• **Written request**
Put every line of the material below into a numbered list, leaving out any blank lines.

(Pointing dataset records)
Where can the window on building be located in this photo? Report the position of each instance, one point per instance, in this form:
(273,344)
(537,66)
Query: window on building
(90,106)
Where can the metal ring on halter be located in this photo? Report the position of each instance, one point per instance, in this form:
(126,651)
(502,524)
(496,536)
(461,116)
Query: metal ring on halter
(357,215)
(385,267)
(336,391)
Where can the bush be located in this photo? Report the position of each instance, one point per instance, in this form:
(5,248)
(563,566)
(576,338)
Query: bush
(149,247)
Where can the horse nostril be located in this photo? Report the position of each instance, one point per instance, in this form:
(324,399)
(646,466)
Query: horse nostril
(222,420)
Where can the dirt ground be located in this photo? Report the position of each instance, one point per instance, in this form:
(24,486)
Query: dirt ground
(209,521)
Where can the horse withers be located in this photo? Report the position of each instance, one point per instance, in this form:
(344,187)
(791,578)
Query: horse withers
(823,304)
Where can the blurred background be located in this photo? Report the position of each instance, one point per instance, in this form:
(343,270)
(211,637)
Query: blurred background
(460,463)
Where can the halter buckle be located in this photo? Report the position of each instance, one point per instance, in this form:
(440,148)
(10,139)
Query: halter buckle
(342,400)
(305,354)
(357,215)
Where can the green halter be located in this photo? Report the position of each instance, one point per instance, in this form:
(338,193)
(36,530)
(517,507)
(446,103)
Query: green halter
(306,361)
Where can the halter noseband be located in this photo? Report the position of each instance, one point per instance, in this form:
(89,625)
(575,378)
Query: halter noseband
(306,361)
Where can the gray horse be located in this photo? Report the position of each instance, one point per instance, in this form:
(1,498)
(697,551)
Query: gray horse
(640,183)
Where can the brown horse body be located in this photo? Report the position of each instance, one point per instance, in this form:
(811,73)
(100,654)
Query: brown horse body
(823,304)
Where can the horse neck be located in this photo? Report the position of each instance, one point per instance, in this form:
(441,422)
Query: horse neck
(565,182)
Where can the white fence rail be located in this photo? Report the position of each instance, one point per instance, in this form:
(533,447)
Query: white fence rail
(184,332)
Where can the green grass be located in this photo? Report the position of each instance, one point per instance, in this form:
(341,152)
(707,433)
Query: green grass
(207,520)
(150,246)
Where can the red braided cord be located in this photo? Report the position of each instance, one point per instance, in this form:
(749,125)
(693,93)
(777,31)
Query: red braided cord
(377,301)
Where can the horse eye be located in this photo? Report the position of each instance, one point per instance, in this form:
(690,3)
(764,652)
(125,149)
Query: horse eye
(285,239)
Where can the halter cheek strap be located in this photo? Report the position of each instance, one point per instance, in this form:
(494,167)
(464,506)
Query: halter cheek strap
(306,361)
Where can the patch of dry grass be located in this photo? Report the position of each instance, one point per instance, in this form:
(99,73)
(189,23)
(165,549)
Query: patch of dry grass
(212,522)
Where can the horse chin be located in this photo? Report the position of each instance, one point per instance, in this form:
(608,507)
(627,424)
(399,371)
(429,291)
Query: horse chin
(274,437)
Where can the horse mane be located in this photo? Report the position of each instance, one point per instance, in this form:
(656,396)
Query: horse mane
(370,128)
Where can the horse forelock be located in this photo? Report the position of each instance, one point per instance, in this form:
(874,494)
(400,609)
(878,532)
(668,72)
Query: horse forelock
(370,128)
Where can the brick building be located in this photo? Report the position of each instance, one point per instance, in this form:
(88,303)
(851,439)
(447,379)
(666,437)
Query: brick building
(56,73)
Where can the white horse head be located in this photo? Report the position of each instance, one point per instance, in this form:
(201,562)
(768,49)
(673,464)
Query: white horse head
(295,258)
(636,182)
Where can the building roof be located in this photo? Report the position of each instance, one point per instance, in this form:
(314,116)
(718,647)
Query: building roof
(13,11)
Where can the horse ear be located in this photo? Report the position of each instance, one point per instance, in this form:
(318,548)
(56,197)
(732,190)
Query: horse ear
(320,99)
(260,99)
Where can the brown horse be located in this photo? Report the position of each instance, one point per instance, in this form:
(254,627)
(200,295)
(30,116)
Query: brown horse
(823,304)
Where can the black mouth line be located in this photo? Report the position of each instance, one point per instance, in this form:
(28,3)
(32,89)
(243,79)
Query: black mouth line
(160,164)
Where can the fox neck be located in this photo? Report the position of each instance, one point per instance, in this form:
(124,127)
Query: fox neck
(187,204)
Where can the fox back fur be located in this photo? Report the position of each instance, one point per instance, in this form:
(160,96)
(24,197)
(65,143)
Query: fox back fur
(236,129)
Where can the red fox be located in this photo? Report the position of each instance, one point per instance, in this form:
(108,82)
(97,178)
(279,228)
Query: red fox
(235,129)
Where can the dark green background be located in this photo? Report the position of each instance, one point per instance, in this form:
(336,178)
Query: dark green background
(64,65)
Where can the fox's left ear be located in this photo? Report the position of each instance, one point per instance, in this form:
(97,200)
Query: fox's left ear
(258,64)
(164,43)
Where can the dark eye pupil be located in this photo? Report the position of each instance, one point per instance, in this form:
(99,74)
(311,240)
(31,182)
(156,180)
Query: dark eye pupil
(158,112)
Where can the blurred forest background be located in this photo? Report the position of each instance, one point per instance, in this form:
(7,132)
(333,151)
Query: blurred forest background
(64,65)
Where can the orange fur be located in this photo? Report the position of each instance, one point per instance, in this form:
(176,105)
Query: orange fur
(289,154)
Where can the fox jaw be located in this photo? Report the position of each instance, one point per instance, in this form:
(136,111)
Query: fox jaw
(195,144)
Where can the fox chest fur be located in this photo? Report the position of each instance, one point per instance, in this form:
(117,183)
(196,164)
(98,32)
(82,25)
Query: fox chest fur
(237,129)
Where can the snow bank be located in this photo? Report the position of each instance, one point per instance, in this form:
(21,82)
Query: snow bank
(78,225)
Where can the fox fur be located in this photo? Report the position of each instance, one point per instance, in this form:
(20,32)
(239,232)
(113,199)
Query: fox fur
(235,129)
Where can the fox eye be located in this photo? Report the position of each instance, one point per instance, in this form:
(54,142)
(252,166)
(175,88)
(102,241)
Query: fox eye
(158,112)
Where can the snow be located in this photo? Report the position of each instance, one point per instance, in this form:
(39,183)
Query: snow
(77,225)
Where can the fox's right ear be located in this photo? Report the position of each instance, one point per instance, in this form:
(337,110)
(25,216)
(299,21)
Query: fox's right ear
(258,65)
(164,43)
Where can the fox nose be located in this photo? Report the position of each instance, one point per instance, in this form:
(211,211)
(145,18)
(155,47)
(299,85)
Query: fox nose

• **Result**
1. Where can the window on building be located in this photo? Report the position of each instance, one point per instance, in this form:
2. (273,344)
3. (537,66)
4. Query: window on building
5. (90,106)
6. Where can the metal ring on halter be located in this photo? Report the position of each instance, one point per instance, in this form:
7. (126,651)
8. (502,524)
9. (496,536)
10. (461,116)
11. Query: metal ring on halter
12. (357,215)
13. (385,267)
14. (336,391)
15. Where can the bush be located in this photo? Report the position of each instance, one point per instance, in this form:
16. (5,248)
17. (563,566)
18. (576,338)
19. Query: bush
20. (149,247)
21. Where can the horse nostril be located in this photo? Report the position of each instance, one point per instance, in this form:
22. (324,399)
23. (646,466)
24. Query: horse nostril
25. (222,420)
26. Where can the dirt ground be located in this photo? Report the position of each instance, one point per instance, in this form:
27. (24,486)
28. Query: dirt ground
29. (209,521)
30. Where can the horse withers be located in this photo? Report the position of each instance, one point per instance, in this form:
31. (344,187)
32. (791,578)
33. Query: horse withers
34. (823,304)
35. Where can the blurred background be located in this photo? Report the position of each instance, one point per instance, in this form:
36. (343,270)
37. (211,637)
38. Query: blurred background
39. (460,463)
40. Where can the halter buckle be located in this photo? Report the position of each instance, one point per instance, in this form:
41. (440,148)
42. (10,139)
43. Query: halter buckle
44. (342,400)
45. (305,354)
46. (357,215)
47. Where can the green halter be located in this photo? Report the position of each instance, one point per instance, in this form:
48. (338,193)
49. (36,530)
50. (517,507)
51. (446,103)
52. Query: green halter
53. (306,361)
54. Where can the halter noseband be located in this photo? Report the position of each instance, one point per instance, in this form:
55. (89,625)
56. (575,378)
57. Query: halter noseband
58. (306,361)
59. Where can the gray horse be located in this photo? Report the position of each instance, one point per instance, in this form:
60. (1,498)
61. (697,551)
62. Query: gray horse
63. (640,183)
64. Where can the brown horse body be located in this photo? Report the position of each instance, one point per instance, in this form:
65. (811,73)
66. (100,654)
67. Query: brown horse body
68. (823,304)
69. Where can the horse neck be located in this photo? Report the position of each instance, one point per instance, in this form:
70. (441,422)
71. Query: horse neck
72. (565,182)
73. Where can the white fence rail be located in this photo? Report the position of each instance, one point per instance, in this form:
74. (533,447)
75. Query: white fence rail
76. (184,332)
77. Where can the green grass be located in this photo? Report the position of each instance, one point per instance, in this form:
78. (341,152)
79. (707,433)
80. Query: green grass
81. (207,520)
82. (150,246)
83. Where can the red braided cord be located in this photo? Report the position of each instance, one point per instance, in this form:
84. (749,125)
85. (693,93)
86. (777,31)
87. Query: red braided cord
88. (377,301)
89. Where can the horse eye be located in this photo? Report the position of each instance, one point per instance, in this form:
90. (690,3)
91. (764,652)
92. (125,149)
93. Query: horse eye
94. (285,239)
95. Where can the halter cheek strap be located in this photo? Report the position of each instance, one point per instance, in this form:
96. (494,167)
97. (464,506)
98. Query: halter cheek strap
99. (306,361)
100. Where can the patch of dry grass be located in this photo? Report the position of each instance, one point per instance, in this form:
101. (99,73)
102. (189,23)
103. (165,549)
104. Query: patch of dry grass
105. (212,522)
106. Where can the horse chin be located in this photo? Report the position of each instance, one point per instance, in this form:
107. (608,507)
108. (627,424)
109. (399,371)
110. (429,291)
111. Query: horse chin
112. (274,437)
113. Where can the horse mane be located in this photo? Report the position of each instance, one point per instance, in this form:
114. (656,396)
115. Query: horse mane
116. (370,128)
117. Where can the horse forelock be located in this photo? Report the position of each instance, one point per instance, in this form:
118. (874,494)
119. (400,609)
120. (878,532)
121. (668,72)
122. Query: horse forelock
123. (370,128)
124. Where can the brick building be located in this photo? Report the position of each instance, one point per instance, in this form:
125. (88,303)
126. (851,439)
127. (447,379)
128. (666,437)
129. Query: brick building
130. (56,73)
131. Where can the white horse head be located in this photo? Report the position of each instance, one point per instance, in this form:
132. (201,562)
133. (768,49)
134. (673,464)
135. Query: white horse head
136. (295,258)
137. (636,182)
138. Where can the building roof be located in this photo? Report the position of each instance, one point per instance, in this form:
139. (314,116)
140. (718,647)
141. Query: building roof
142. (13,11)
143. Where can the horse ear be located in this photo? Report the position of each instance, one point per instance, in this form:
144. (318,548)
145. (56,197)
146. (732,190)
147. Query: horse ear
148. (320,99)
149. (260,99)
150. Where can the brown horse be located in this photo? Report the position of each instance, one point per instance, in this form:
151. (254,627)
152. (200,295)
153. (30,116)
154. Query: brown horse
155. (823,304)
156. Where can the black mouth line be located in this photo? Report the position of each instance, one point per instance, in this form:
157. (28,3)
158. (32,89)
159. (243,79)
160. Query: black mouth line
161. (160,164)
162. Where can the fox neck be located in this photo? Report the position of each instance, one point per instance, in this form:
163. (124,127)
164. Query: fox neck
165. (187,204)
166. Where can the fox back fur be located in this photo? Report the position of each instance, one point per instance, in this form:
167. (160,96)
168. (24,197)
169. (65,143)
170. Query: fox back fur
171. (236,129)
172. Where can the red fox be located in this photo? Report the position of each instance, one point per instance, in this form:
173. (108,82)
174. (97,178)
175. (279,228)
176. Query: red fox
177. (235,129)
178. Where can the dark green background be located in this photo? Report the position of each instance, one point per instance, in this form:
179. (336,178)
180. Query: dark green background
181. (64,65)
182. Where can the fox's left ear be located in this photo? Report the position of each instance, one point per instance, in this form:
183. (97,200)
184. Query: fox's left ear
185. (258,64)
186. (164,43)
187. Where can the dark eye pupil be located in this photo? Report the position of each instance, one point per instance, in this form:
188. (99,74)
189. (311,240)
190. (31,182)
191. (156,180)
192. Query: dark eye pupil
193. (158,112)
194. Where can the blurred forest background be located in this photo? Report the position of each instance, one point per instance, in this form:
195. (7,132)
196. (333,151)
197. Query: blurred forest background
198. (64,65)
199. Where can the orange fur be located in this photo? Report the position of each instance, one point per instance, in this form:
200. (176,105)
201. Query: orange fur
202. (289,154)
203. Where can the fox jaw be located in this photo? Report the position of each instance, one point per instance, in this form:
204. (136,111)
205. Query: fox jaw
206. (195,144)
207. Where can the fox chest fur be located in this photo? Report the position of each instance, one point per instance, in this form:
208. (117,183)
209. (196,164)
210. (98,32)
211. (82,25)
212. Query: fox chest fur
213. (237,129)
214. Where can the snow bank be located in this photo? Report the position of each instance, one point per instance, in this form:
215. (21,82)
216. Query: snow bank
217. (78,225)
218. Where can the fox fur be located in this photo? Report the position of each instance, one point per instance, in this form:
219. (20,32)
220. (239,232)
221. (113,199)
222. Query: fox fur
223. (235,129)
224. Where can the fox eye be located in this photo? Report the position of each instance, one point per instance, in this form:
225. (54,142)
226. (252,166)
227. (175,88)
228. (102,241)
229. Query: fox eye
230. (158,112)
231. Where can the snow be located in this photo? Report the position of each instance, one point per instance, in this form:
232. (39,183)
233. Query: snow
234. (77,225)
235. Where can the fox's right ear be located in this photo? Report the position of each instance, one point per instance, in this form:
236. (337,110)
237. (25,216)
238. (299,21)
239. Query: fox's right ear
240. (258,65)
241. (164,43)
242. Where can the fox nose be located in this photo? Report the position of each instance, one point per instance, in this form:
243. (211,211)
244. (145,18)
245. (155,47)
246. (299,85)
247. Query: fox nose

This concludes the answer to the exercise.